**Opdrachten:**
#1 Beantwoord de volgende vragen over de tekst over de salarisverlaging.
(a) Vanaf welke datum betreft het salaris volgens de vrouw geen reëel salaris?
(b) Op welke datum zijn de twee brieven van de accountant gedateerd?
(c) Welk maximaal jaarbedrag kon de B.V. volgens die brieven aan salaris uitkeren?
#2 Schrijf uit de tekst over de salarisverlaging het deel over dat begint met de woorden "De vrouw en" en eindigt met "salaris kon uitkeren.". Vervang daarin "salarisverlaging" door "loonsverlaging".
#3 Geef bij elke bewering aan of die overeenkomt met de tekst over de salarisverlaging. Antwoord met ja of nee en citeer de woorden uit de tekst die de doorslag geven.
(a) De man erkent dat hij niet aan zijn stelplicht heeft voldaan.
(b) De man heeft jaarrekeningen in het geding gebracht.
(c) Het bedrag van € 1.850,- bruto per maand is exclusief vakantietoeslag.

**Te bestuderen tekst:**

De vrouw en [dochter] stellen dat de man onvoldoende heeft gesteld omtrent de noodzaak van een verlaging van zijn salaris en dat het niet op hun weg had gelegen om aan te tonen dat voormeld salaris vanaf 1 april 2011 geen reëel salaris betreft.
De man betwist dat hij niet aan zijn stelplicht heeft voldaan. Hij heeft ter nadere onderbouwing van de noodzaak van voormelde salarisverlaging, onder verwijzing naar de door hem in het geding gebrachte jaarrekeningen, gesteld dat de omzet van de B.V. in de afgelopen jaren aanzienlijk is gedaald. Vanwege deze omzetdaling was hij genoodzaakt zichzelf een lager salaris uit te keren. In dit verband heeft hij een tweetal brieven van zijn accountant, beide gedateerd op 29 januari 2013, in het geding gebracht. Daarin staat vermeld dat de B.V. maximaal € 22.200,-, zijnde € 1.850,- bruto per maand inclusief vakantietoeslag, aan salaris kon uitkeren.

**Gegeven materiaal:**
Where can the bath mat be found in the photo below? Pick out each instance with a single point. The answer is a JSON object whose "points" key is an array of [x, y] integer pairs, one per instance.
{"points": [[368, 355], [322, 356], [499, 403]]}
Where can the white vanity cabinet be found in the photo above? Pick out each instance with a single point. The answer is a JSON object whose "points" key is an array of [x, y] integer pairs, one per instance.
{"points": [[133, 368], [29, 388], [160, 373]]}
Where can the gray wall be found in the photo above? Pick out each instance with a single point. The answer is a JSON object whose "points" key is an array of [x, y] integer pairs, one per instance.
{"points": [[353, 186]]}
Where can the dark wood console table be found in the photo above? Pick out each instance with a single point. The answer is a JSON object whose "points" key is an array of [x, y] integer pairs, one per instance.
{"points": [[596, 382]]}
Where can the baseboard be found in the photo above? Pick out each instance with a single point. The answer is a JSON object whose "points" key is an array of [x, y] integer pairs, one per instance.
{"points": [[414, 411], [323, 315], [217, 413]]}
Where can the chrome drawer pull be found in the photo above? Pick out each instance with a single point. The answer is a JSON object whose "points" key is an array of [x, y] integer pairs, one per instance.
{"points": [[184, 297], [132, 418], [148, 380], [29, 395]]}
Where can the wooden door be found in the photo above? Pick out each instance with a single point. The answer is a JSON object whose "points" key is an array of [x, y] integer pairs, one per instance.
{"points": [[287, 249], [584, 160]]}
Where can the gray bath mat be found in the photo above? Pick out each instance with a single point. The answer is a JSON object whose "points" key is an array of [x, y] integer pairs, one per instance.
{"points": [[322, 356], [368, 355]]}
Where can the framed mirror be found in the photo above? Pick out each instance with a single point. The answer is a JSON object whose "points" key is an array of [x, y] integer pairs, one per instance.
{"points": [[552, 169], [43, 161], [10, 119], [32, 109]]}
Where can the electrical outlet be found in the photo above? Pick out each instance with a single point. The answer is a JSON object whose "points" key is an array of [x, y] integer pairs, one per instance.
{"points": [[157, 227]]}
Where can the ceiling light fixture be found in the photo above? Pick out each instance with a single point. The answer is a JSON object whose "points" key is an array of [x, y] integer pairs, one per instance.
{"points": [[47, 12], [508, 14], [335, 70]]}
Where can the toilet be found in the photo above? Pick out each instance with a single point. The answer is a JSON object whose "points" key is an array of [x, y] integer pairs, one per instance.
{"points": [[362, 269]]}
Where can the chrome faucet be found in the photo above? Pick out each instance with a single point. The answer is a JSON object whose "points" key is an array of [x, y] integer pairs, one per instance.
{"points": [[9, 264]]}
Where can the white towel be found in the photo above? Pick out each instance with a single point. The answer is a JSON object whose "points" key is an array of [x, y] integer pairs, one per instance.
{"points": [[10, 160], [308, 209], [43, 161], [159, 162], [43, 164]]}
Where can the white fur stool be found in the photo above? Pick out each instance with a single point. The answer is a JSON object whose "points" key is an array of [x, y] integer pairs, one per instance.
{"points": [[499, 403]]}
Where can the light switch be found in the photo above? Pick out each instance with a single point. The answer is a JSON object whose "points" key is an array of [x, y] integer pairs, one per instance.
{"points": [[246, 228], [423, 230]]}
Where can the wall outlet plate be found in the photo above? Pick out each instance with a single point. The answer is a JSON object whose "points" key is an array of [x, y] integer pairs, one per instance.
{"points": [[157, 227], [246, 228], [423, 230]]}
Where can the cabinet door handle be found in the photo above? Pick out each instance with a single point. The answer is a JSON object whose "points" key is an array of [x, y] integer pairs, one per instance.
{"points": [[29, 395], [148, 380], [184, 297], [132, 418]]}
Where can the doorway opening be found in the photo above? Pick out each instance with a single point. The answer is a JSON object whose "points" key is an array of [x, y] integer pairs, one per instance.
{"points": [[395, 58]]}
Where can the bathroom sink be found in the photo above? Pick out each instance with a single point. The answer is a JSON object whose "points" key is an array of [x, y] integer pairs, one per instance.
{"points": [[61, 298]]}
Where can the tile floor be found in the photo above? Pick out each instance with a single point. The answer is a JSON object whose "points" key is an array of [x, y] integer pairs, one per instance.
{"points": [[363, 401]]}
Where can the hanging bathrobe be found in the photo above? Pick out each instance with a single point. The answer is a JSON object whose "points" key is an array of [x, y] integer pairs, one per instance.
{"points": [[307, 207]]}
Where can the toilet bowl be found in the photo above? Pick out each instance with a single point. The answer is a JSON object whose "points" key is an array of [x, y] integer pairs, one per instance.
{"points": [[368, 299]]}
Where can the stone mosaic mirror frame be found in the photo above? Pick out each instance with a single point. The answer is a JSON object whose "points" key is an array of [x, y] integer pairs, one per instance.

**Uitwerkingen:**
#1
(a) Vanaf 1 april 2011.
(b) Op 29 januari 2013.
(c) € 22.200,-.

#2
De vrouw en [dochter] stellen dat de man onvoldoende heeft gesteld omtrent de noodzaak van een verlaging van zijn salaris en dat het niet op hun weg had gelegen om aan te tonen dat voormeld salaris vanaf 1 april 2011 geen reëel salaris betreft.
De man betwist dat hij niet aan zijn stelplicht heeft voldaan. Hij heeft ter nadere onderbouwing van de noodzaak van voormelde loonsverlaging, onder verwijzing naar de door hem in het geding gebrachte jaarrekeningen, gesteld dat de omzet van de B.V. in de afgelopen jaren aanzienlijk is gedaald. Vanwege deze omzetdaling was hij genoodzaakt zichzelf een lager salaris uit te keren. In dit verband heeft hij een tweetal brieven van zijn accountant, beide gedateerd op 29 januari 2013, in het geding gebracht. Daarin staat vermeld dat de B.V. maximaal € 22.200,-, zijnde € 1.850,- bruto per maand inclusief vakantietoeslag, aan salaris kon uitkeren.

#3
(a) Nee: "De man betwist dat hij niet aan zijn stelplicht heeft voldaan."
(b) Ja: "onder verwijzing naar de door hem in het geding gebrachte jaarrekeningen"
(c) Nee: "€ 1.850,- bruto per maand inclusief vakantietoeslag"